Selection:
..........

The SC rendered a decision in the instant case affirming the conviction of the accused-appellant for the crime of
raping his ten-year old daughter.

The crime having been committed sometime in April, 1994, during which time Republic Act (R.A.) No. 7659,
commonly known as the Death Penalty Law, was already in effect, accused-appellant was inevitably meted out
the supreme penalty of death.

The accused-appellant timely filed a Motion for Reconsideration which focused on the sinister motive of the
victim's grandmother that precipitated the filing of the alleged false accusation of rape against the accused. The
motion was dismissed as the SC found no substantial arguments on the said motion that can disturb the verdict.

On August 6, 1996, accused-appellant discharged the defense counsel, Atty. Julian R. Vitug, and retained the
services of the Anti-Death Penalty Task Force of the Free Legal Assistance Group of the Philippines. (FLAG)

A supplemental Motion for Reconsideration prepared by the FLAG on behalf of accused-appellant aiming for the
reversal of the death sentence.

In sum, the Supplemental Motion for Reconsideration raises three (3) main issues: (1) mixed factual and legal
matters relating to the trial proceedings and findings; (2) alleged incompetence of accused-appellant's former
counsel; and (3) purely legal question of the constitutionality of R.A. No. 7659.

..........

Task brief:
Please reproduce the entire case summary above word for word. The data is separate material, unrelated to the case summary.

..........

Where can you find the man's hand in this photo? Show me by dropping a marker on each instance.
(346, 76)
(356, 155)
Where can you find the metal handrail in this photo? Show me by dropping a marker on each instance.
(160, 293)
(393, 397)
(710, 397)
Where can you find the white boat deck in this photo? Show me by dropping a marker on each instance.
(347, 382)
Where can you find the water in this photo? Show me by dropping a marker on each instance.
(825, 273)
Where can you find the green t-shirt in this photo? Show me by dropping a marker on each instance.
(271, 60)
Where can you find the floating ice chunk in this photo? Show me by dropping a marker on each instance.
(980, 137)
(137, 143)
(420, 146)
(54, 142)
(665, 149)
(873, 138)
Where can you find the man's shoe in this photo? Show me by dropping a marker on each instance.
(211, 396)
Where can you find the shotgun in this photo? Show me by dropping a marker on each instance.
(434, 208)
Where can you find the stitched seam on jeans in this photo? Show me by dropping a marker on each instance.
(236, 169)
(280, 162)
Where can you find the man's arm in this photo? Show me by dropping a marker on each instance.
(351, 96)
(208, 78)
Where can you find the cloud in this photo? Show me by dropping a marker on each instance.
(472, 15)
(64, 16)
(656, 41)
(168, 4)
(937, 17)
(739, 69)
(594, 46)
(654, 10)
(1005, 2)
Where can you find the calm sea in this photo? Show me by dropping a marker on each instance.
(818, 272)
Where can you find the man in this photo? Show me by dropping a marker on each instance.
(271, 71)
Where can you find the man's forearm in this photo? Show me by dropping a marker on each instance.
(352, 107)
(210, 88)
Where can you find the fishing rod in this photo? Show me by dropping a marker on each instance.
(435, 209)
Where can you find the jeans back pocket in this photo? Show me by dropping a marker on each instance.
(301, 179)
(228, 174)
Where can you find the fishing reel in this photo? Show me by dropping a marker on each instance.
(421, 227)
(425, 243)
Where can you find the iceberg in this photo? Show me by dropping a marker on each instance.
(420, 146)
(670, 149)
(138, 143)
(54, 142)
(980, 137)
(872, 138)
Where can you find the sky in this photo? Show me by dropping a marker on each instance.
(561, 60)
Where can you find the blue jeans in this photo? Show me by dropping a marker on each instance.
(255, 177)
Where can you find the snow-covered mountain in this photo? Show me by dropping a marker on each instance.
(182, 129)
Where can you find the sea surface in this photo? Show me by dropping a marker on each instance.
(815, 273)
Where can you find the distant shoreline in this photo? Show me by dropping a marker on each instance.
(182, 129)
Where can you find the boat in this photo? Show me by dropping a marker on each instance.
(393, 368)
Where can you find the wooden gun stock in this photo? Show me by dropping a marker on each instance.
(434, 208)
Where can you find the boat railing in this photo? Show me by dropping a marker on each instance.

..........

Task output:
The SC rendered a decision in the instant case affirming the conviction of the accused-appellant for the crime of
raping his ten-year old daughter.

The crime having been committed sometime in April, 1994, during which time Republic Act (R.A.) No. 7659,
commonly known as the Death Penalty Law, was already in effect, accused-appellant was inevitably meted out
the supreme penalty of death.

The accused-appellant timely filed a Motion for Reconsideration which focused on the sinister motive of the
victim's grandmother that precipitated the filing of the alleged false accusation of rape against the accused. The
motion was dismissed as the SC found no substantial arguments on the said motion that can disturb the verdict.

On August 6, 1996, accused-appellant discharged the defense counsel, Atty. Julian R. Vitug, and retained the
services of the Anti-Death Penalty Task Force of the Free Legal Assistance Group of the Philippines. (FLAG)

A supplemental Motion for Reconsideration prepared by the FLAG on behalf of accused-appellant aiming for the
reversal of the death sentence.

In sum, the Supplemental Motion for Reconsideration raises three (3) main issues: (1) mixed factual and legal
matters relating to the trial proceedings and findings; (2) alleged incompetence of accused-appellant's former
counsel; and (3) purely legal question of the constitutionality of R.A. No. 7659.